• **EXERCISE OBJECTIVE**: Copy every row below word for word, changing no character.

• **DATASET EXTRACT**:
** START **

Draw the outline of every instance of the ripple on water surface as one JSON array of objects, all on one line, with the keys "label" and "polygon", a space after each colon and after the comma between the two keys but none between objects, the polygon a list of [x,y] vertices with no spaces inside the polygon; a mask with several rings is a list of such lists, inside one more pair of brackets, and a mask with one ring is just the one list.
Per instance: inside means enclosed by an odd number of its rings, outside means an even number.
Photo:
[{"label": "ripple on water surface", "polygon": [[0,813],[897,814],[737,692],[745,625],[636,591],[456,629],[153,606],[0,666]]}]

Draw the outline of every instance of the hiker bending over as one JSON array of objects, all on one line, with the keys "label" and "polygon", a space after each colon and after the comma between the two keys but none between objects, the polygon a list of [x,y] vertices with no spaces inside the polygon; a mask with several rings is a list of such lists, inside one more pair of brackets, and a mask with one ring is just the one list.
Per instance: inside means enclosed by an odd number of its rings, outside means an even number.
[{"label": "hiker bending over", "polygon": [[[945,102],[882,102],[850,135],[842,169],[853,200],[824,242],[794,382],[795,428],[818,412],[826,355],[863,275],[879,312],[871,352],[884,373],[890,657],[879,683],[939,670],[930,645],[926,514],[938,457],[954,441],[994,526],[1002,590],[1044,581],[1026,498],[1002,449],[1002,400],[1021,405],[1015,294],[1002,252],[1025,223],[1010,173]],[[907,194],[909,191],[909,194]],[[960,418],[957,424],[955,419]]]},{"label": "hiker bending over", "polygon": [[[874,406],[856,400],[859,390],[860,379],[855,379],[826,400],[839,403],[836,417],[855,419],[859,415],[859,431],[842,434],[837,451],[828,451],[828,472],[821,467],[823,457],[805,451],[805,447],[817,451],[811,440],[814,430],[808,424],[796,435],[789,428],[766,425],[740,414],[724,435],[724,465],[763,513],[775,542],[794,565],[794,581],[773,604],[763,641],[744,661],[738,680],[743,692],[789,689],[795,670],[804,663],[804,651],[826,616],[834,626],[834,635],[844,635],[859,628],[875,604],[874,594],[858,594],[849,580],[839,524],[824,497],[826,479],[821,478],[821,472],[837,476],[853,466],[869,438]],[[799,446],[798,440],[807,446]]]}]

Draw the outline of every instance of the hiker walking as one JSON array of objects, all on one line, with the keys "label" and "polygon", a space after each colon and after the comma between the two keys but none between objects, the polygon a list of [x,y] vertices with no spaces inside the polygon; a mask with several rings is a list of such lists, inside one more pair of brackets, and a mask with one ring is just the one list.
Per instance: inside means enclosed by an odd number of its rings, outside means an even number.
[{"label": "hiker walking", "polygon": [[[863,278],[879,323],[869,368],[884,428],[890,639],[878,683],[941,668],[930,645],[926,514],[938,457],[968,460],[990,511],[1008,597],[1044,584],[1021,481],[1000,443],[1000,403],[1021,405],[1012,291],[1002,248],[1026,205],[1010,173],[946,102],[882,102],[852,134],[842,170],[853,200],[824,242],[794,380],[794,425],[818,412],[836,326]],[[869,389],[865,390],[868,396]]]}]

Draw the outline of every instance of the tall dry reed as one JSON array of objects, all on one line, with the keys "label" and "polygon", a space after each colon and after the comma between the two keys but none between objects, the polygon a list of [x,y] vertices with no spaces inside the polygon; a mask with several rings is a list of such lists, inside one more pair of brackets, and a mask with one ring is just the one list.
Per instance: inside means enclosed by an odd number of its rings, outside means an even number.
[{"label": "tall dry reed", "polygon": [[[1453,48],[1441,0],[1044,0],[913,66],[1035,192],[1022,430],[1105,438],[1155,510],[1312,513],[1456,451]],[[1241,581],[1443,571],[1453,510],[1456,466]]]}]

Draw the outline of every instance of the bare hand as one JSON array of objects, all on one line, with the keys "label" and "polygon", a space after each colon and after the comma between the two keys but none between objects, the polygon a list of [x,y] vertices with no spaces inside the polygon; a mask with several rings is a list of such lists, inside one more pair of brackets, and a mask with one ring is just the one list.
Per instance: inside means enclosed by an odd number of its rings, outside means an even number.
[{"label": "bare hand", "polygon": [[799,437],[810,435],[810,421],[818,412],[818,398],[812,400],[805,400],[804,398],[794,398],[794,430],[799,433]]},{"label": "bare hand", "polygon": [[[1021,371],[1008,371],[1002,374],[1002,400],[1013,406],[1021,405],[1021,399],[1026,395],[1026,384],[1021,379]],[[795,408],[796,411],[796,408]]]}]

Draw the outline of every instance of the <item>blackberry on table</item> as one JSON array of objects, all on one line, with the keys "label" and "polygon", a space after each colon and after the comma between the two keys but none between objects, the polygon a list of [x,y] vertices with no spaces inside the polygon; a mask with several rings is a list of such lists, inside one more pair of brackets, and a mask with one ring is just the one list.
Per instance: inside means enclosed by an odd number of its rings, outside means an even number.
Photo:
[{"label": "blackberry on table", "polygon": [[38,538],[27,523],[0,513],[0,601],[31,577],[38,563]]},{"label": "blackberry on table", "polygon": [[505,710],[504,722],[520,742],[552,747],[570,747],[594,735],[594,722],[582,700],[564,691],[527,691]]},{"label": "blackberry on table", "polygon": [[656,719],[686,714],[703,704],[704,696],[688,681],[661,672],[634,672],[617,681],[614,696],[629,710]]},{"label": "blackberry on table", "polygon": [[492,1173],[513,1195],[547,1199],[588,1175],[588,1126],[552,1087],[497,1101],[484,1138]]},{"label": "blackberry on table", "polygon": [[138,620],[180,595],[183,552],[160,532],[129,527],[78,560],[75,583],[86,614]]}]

** END **

• **REPLY**:
Draw the outline of every instance of the ripple on water surface as one JSON array of objects, all on one line, with the keys "label" and "polygon", a space after each colon and after the comma between the two keys but none between objects, the polygon a list of [x,y] vertices with no spaces inside the polygon; a mask with several rings is a list of such lists, inside one more pair of brackets, and a mask with one ring is just the one list.
Per instance: inside means enclosed by an odd number of its rings, outside means an even number.
Photo:
[{"label": "ripple on water surface", "polygon": [[0,813],[897,814],[737,692],[745,625],[636,591],[456,629],[153,606],[0,666]]}]

Draw the outline of every instance of the hiker bending over as one JSON array of objects, all on one line, with the keys "label" and "polygon", a space after each colon and after the comma between the two keys but none between objects, the polygon a list of [x,y] vertices with no spaces inside the polygon; a mask with several rings is a list of such lists, inside one more pair of brackets, and a mask with one ring is just the one list.
Per instance: inside means enclosed by an odd number of its rings, outside means an even number.
[{"label": "hiker bending over", "polygon": [[[945,102],[882,102],[850,135],[842,169],[853,200],[824,242],[794,382],[795,428],[818,412],[826,355],[863,275],[879,312],[871,352],[884,373],[890,657],[879,683],[939,670],[930,645],[926,514],[938,457],[954,441],[994,526],[1002,590],[1044,581],[1026,498],[1002,449],[1002,400],[1021,405],[1015,294],[1002,252],[1025,223],[1010,173]],[[907,194],[909,191],[909,194]],[[960,418],[957,424],[955,419]]]},{"label": "hiker bending over", "polygon": [[[874,406],[856,400],[859,390],[860,379],[855,379],[826,400],[839,403],[836,417],[855,419],[859,415],[859,431],[842,434],[837,451],[828,451],[828,472],[821,467],[823,457],[805,451],[805,447],[817,451],[811,440],[814,430],[808,424],[796,435],[789,428],[766,425],[740,414],[724,435],[724,465],[763,513],[775,542],[794,565],[794,581],[773,604],[763,641],[744,661],[738,680],[743,692],[789,689],[795,670],[804,663],[804,651],[826,616],[834,626],[834,635],[844,635],[859,628],[875,604],[874,594],[858,594],[849,580],[839,524],[824,497],[826,479],[821,478],[821,472],[837,476],[853,466],[869,438]],[[799,446],[798,440],[807,446]]]}]

Draw the outline of every instance of the hiker walking as one JSON array of objects, all on one line, with the keys "label" and "polygon", a space after each colon and after the comma between the two keys but none between objects, the polygon a list of [x,y] vertices with no spaces inside the polygon; a mask with several rings is a list of such lists, inside one more pair of brackets, and a mask with one ring is just the one list.
Per instance: inside means enclosed by an odd number of its rings, outside means an even number.
[{"label": "hiker walking", "polygon": [[[863,278],[879,323],[869,368],[884,428],[890,639],[878,683],[941,668],[930,645],[926,514],[938,457],[968,460],[990,511],[1008,597],[1044,584],[1021,481],[1000,443],[1000,403],[1021,405],[1012,291],[1002,248],[1026,205],[1010,173],[946,102],[882,102],[852,134],[842,170],[853,200],[824,242],[794,380],[794,425],[818,412],[836,326]],[[869,389],[865,390],[868,396]]]}]

Draw the outline of every instance of the tall dry reed as one JSON array of objects, all on one line, with the keys "label" and "polygon", a space after each colon and after the comma between the two keys but none between objects, the polygon a list of [x,y] vertices with no spaces inside the polygon; a mask with several rings is a list of such lists, inside one more pair of brackets, and a mask with one ring is just the one list.
Per instance: inside means enclosed by an odd number of its rings, outside means an even number.
[{"label": "tall dry reed", "polygon": [[[1453,48],[1441,0],[1044,0],[913,66],[1035,192],[1022,430],[1105,438],[1155,510],[1312,513],[1456,451]],[[1241,581],[1443,571],[1453,510],[1456,466]]]}]

Draw the outline of every instance of the bare hand as one JSON array of objects, all on one line, with the keys "label" and "polygon", a space after each colon and after the comma between the two keys but none between objects, the polygon a list of [x,y] vertices with no spaces inside the polygon; a mask with several rings is a list of such lists, inside one more pair of brackets, and a mask with one ring is just the one list.
Per instance: inside means enclosed by an odd number of its rings, outside means an even number.
[{"label": "bare hand", "polygon": [[799,437],[810,435],[810,421],[818,412],[818,398],[812,400],[805,400],[804,398],[794,398],[794,430],[799,433]]},{"label": "bare hand", "polygon": [[[1021,371],[1008,371],[1002,374],[1002,400],[1013,406],[1021,405],[1021,399],[1026,395],[1026,384],[1021,379]],[[795,408],[796,411],[796,408]]]}]

Draw the outline of every instance of the <item>blackberry on table</item> as one JSON array of objects, all on one line, with the keys "label" and "polygon", a space after each colon and after the comma between the two keys but none between objects, the polygon a list of [x,y] vertices with no spaces inside the polygon; a mask with several rings is a list of such lists, inside one more pair of brackets, and a mask with one ring is just the one list.
Per instance: inside means enclosed by an odd number of its rings, outside means an even number.
Photo:
[{"label": "blackberry on table", "polygon": [[38,538],[27,523],[0,513],[0,601],[31,577],[38,563]]},{"label": "blackberry on table", "polygon": [[505,710],[504,722],[520,742],[552,747],[570,747],[594,735],[594,722],[582,700],[564,691],[527,691]]},{"label": "blackberry on table", "polygon": [[656,719],[686,714],[703,704],[704,696],[688,681],[661,672],[634,672],[617,681],[614,696],[629,710]]},{"label": "blackberry on table", "polygon": [[492,1173],[513,1195],[547,1199],[588,1175],[588,1126],[552,1087],[497,1101],[484,1138]]},{"label": "blackberry on table", "polygon": [[138,620],[180,595],[183,552],[160,532],[129,527],[78,560],[75,583],[86,614]]}]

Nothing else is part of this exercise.